> Listing:
● ● ● ●

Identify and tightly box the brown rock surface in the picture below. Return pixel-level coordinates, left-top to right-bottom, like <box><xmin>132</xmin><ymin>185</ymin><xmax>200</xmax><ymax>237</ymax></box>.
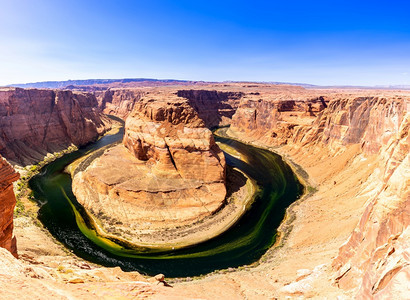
<box><xmin>95</xmin><ymin>89</ymin><xmax>144</xmax><ymax>119</ymax></box>
<box><xmin>0</xmin><ymin>84</ymin><xmax>410</xmax><ymax>299</ymax></box>
<box><xmin>73</xmin><ymin>94</ymin><xmax>226</xmax><ymax>242</ymax></box>
<box><xmin>0</xmin><ymin>88</ymin><xmax>108</xmax><ymax>165</ymax></box>
<box><xmin>177</xmin><ymin>90</ymin><xmax>244</xmax><ymax>128</ymax></box>
<box><xmin>0</xmin><ymin>156</ymin><xmax>19</xmax><ymax>256</ymax></box>
<box><xmin>230</xmin><ymin>95</ymin><xmax>410</xmax><ymax>298</ymax></box>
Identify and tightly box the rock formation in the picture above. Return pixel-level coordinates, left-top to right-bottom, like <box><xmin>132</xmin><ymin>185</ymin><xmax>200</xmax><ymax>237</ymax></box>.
<box><xmin>0</xmin><ymin>83</ymin><xmax>410</xmax><ymax>299</ymax></box>
<box><xmin>95</xmin><ymin>89</ymin><xmax>144</xmax><ymax>120</ymax></box>
<box><xmin>0</xmin><ymin>88</ymin><xmax>108</xmax><ymax>165</ymax></box>
<box><xmin>230</xmin><ymin>95</ymin><xmax>410</xmax><ymax>298</ymax></box>
<box><xmin>0</xmin><ymin>156</ymin><xmax>19</xmax><ymax>256</ymax></box>
<box><xmin>177</xmin><ymin>90</ymin><xmax>243</xmax><ymax>128</ymax></box>
<box><xmin>73</xmin><ymin>93</ymin><xmax>226</xmax><ymax>242</ymax></box>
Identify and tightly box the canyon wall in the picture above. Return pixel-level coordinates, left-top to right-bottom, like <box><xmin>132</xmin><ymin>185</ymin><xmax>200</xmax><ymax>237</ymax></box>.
<box><xmin>94</xmin><ymin>89</ymin><xmax>144</xmax><ymax>120</ymax></box>
<box><xmin>94</xmin><ymin>88</ymin><xmax>244</xmax><ymax>128</ymax></box>
<box><xmin>177</xmin><ymin>90</ymin><xmax>244</xmax><ymax>128</ymax></box>
<box><xmin>73</xmin><ymin>93</ymin><xmax>226</xmax><ymax>243</ymax></box>
<box><xmin>228</xmin><ymin>95</ymin><xmax>410</xmax><ymax>298</ymax></box>
<box><xmin>0</xmin><ymin>88</ymin><xmax>109</xmax><ymax>165</ymax></box>
<box><xmin>0</xmin><ymin>156</ymin><xmax>19</xmax><ymax>256</ymax></box>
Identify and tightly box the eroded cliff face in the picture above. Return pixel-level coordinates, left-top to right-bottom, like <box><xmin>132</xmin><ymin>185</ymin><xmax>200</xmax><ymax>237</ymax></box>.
<box><xmin>95</xmin><ymin>89</ymin><xmax>144</xmax><ymax>120</ymax></box>
<box><xmin>230</xmin><ymin>95</ymin><xmax>410</xmax><ymax>298</ymax></box>
<box><xmin>73</xmin><ymin>94</ymin><xmax>226</xmax><ymax>243</ymax></box>
<box><xmin>177</xmin><ymin>90</ymin><xmax>244</xmax><ymax>128</ymax></box>
<box><xmin>0</xmin><ymin>156</ymin><xmax>19</xmax><ymax>256</ymax></box>
<box><xmin>229</xmin><ymin>96</ymin><xmax>327</xmax><ymax>146</ymax></box>
<box><xmin>0</xmin><ymin>88</ymin><xmax>109</xmax><ymax>165</ymax></box>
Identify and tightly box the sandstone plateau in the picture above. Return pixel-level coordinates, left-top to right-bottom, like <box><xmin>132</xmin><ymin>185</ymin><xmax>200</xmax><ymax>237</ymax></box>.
<box><xmin>73</xmin><ymin>93</ymin><xmax>226</xmax><ymax>246</ymax></box>
<box><xmin>0</xmin><ymin>83</ymin><xmax>410</xmax><ymax>299</ymax></box>
<box><xmin>0</xmin><ymin>88</ymin><xmax>109</xmax><ymax>165</ymax></box>
<box><xmin>0</xmin><ymin>156</ymin><xmax>19</xmax><ymax>256</ymax></box>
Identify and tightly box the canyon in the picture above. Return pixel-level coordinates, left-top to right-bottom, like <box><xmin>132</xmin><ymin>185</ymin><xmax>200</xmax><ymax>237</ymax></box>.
<box><xmin>0</xmin><ymin>83</ymin><xmax>410</xmax><ymax>299</ymax></box>
<box><xmin>73</xmin><ymin>93</ymin><xmax>226</xmax><ymax>248</ymax></box>
<box><xmin>0</xmin><ymin>88</ymin><xmax>110</xmax><ymax>166</ymax></box>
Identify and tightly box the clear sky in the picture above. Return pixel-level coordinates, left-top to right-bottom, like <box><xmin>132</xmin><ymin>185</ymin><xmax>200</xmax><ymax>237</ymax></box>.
<box><xmin>0</xmin><ymin>0</ymin><xmax>410</xmax><ymax>85</ymax></box>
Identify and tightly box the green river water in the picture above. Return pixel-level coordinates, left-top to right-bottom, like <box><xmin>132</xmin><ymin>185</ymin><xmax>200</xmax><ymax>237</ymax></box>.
<box><xmin>29</xmin><ymin>129</ymin><xmax>303</xmax><ymax>277</ymax></box>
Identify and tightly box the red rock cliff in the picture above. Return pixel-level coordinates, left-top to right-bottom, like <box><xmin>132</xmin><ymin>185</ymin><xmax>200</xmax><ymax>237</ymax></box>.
<box><xmin>73</xmin><ymin>92</ymin><xmax>226</xmax><ymax>243</ymax></box>
<box><xmin>177</xmin><ymin>90</ymin><xmax>244</xmax><ymax>128</ymax></box>
<box><xmin>95</xmin><ymin>89</ymin><xmax>144</xmax><ymax>119</ymax></box>
<box><xmin>0</xmin><ymin>156</ymin><xmax>19</xmax><ymax>256</ymax></box>
<box><xmin>228</xmin><ymin>95</ymin><xmax>410</xmax><ymax>299</ymax></box>
<box><xmin>0</xmin><ymin>88</ymin><xmax>110</xmax><ymax>164</ymax></box>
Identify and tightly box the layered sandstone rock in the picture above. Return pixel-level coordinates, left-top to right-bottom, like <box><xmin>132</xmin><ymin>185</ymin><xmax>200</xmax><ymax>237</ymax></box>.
<box><xmin>0</xmin><ymin>156</ymin><xmax>19</xmax><ymax>256</ymax></box>
<box><xmin>95</xmin><ymin>89</ymin><xmax>144</xmax><ymax>120</ymax></box>
<box><xmin>230</xmin><ymin>95</ymin><xmax>410</xmax><ymax>298</ymax></box>
<box><xmin>229</xmin><ymin>97</ymin><xmax>327</xmax><ymax>146</ymax></box>
<box><xmin>177</xmin><ymin>90</ymin><xmax>244</xmax><ymax>128</ymax></box>
<box><xmin>0</xmin><ymin>88</ymin><xmax>108</xmax><ymax>165</ymax></box>
<box><xmin>73</xmin><ymin>94</ymin><xmax>226</xmax><ymax>242</ymax></box>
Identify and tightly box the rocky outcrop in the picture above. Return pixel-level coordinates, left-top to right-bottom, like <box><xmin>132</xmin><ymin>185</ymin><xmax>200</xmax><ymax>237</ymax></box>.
<box><xmin>95</xmin><ymin>89</ymin><xmax>144</xmax><ymax>120</ymax></box>
<box><xmin>0</xmin><ymin>88</ymin><xmax>109</xmax><ymax>165</ymax></box>
<box><xmin>177</xmin><ymin>90</ymin><xmax>244</xmax><ymax>128</ymax></box>
<box><xmin>229</xmin><ymin>97</ymin><xmax>327</xmax><ymax>146</ymax></box>
<box><xmin>229</xmin><ymin>95</ymin><xmax>410</xmax><ymax>299</ymax></box>
<box><xmin>73</xmin><ymin>93</ymin><xmax>226</xmax><ymax>243</ymax></box>
<box><xmin>0</xmin><ymin>156</ymin><xmax>19</xmax><ymax>256</ymax></box>
<box><xmin>333</xmin><ymin>99</ymin><xmax>410</xmax><ymax>299</ymax></box>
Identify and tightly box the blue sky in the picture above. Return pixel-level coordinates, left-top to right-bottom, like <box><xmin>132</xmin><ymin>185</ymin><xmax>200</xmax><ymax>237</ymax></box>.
<box><xmin>0</xmin><ymin>0</ymin><xmax>410</xmax><ymax>85</ymax></box>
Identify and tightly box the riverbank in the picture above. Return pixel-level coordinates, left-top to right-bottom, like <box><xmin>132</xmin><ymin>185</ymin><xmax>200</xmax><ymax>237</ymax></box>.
<box><xmin>66</xmin><ymin>139</ymin><xmax>258</xmax><ymax>251</ymax></box>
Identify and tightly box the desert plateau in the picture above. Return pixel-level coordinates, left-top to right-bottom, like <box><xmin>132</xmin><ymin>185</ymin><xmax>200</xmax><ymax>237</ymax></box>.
<box><xmin>0</xmin><ymin>0</ymin><xmax>410</xmax><ymax>300</ymax></box>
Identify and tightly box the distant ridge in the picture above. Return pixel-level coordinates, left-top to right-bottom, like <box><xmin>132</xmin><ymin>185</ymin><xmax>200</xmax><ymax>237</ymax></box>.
<box><xmin>8</xmin><ymin>78</ymin><xmax>192</xmax><ymax>89</ymax></box>
<box><xmin>7</xmin><ymin>78</ymin><xmax>410</xmax><ymax>90</ymax></box>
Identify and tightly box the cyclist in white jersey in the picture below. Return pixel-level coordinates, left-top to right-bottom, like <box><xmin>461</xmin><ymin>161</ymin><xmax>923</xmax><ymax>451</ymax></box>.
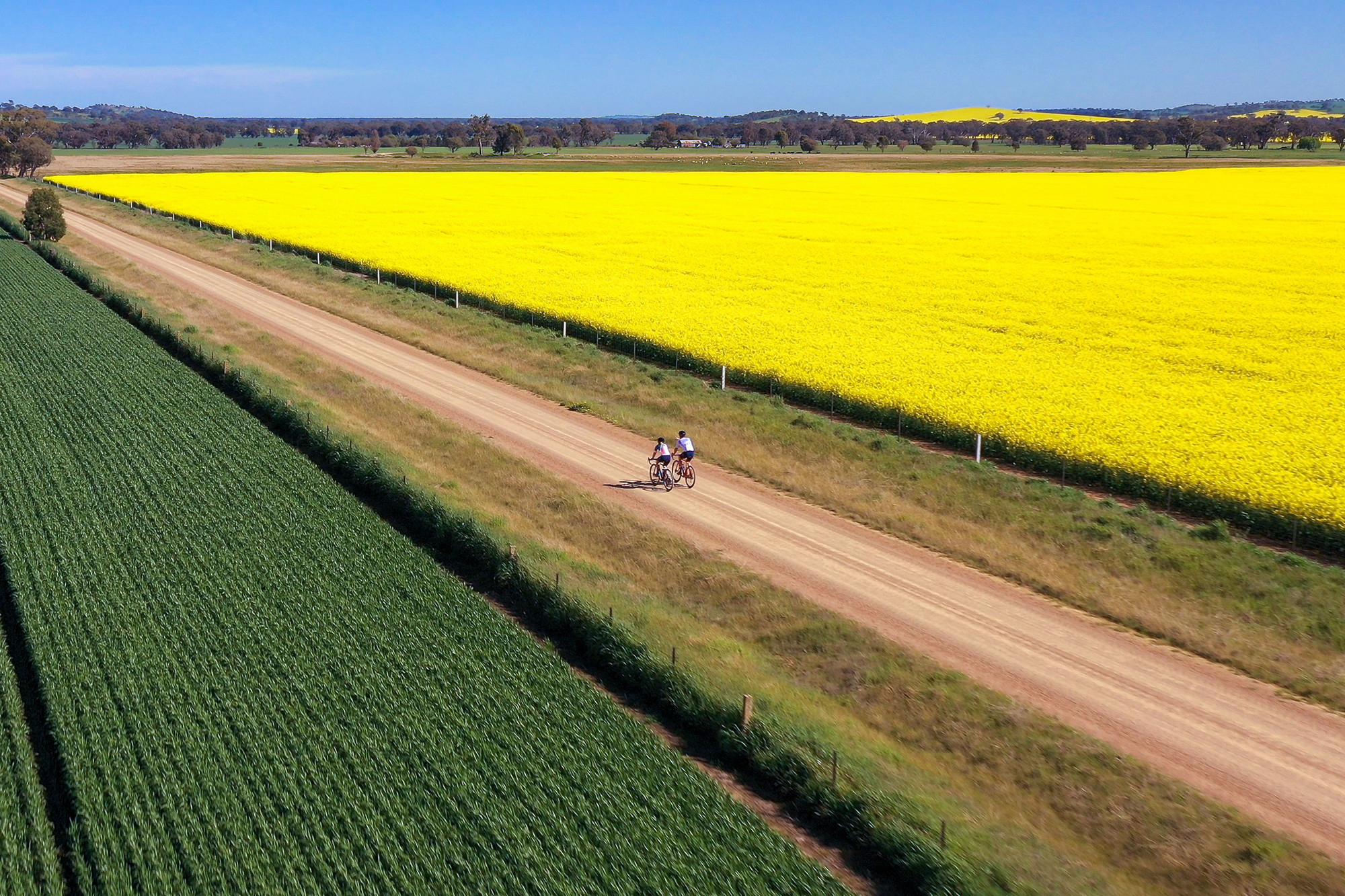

● ● ● ●

> Directions for this task: Reproduce the lines starting at the one containing "Identify and tightly box the blue" and ending at the end of the records, leaving out the pictures.

> Output for this exercise:
Identify and tightly box the blue sky in the picture above. Return pixel-level coordinates, left-top to right-bottom, like <box><xmin>132</xmin><ymin>185</ymin><xmax>200</xmax><ymax>237</ymax></box>.
<box><xmin>0</xmin><ymin>0</ymin><xmax>410</xmax><ymax>85</ymax></box>
Identify and tightly box the riverbank in the picture above. Return pixel-level coordinates, left-top to right-bottom, like <box><xmin>132</xmin><ymin>185</ymin><xmax>200</xmax><ymax>237</ymax></box>.
<box><xmin>66</xmin><ymin>139</ymin><xmax>258</xmax><ymax>251</ymax></box>
Identify and tightly box the desert plateau in the picture above. Return pixel-level coordinates, left-top to right-bottom, like <box><xmin>132</xmin><ymin>185</ymin><xmax>200</xmax><ymax>237</ymax></box>.
<box><xmin>0</xmin><ymin>0</ymin><xmax>410</xmax><ymax>300</ymax></box>
Identify and tightly box the distant ridge in the picture above. Return pixel-level coordinates, left-top to right-bottom, like <box><xmin>132</xmin><ymin>185</ymin><xmax>200</xmax><ymax>237</ymax></box>.
<box><xmin>8</xmin><ymin>78</ymin><xmax>192</xmax><ymax>89</ymax></box>
<box><xmin>7</xmin><ymin>78</ymin><xmax>410</xmax><ymax>90</ymax></box>
Identify and tightly box the cyclist in white jersey in the picture below. Return pixel-level coordinates, left-top to right-bottom, like <box><xmin>461</xmin><ymin>161</ymin><xmax>923</xmax><ymax>451</ymax></box>.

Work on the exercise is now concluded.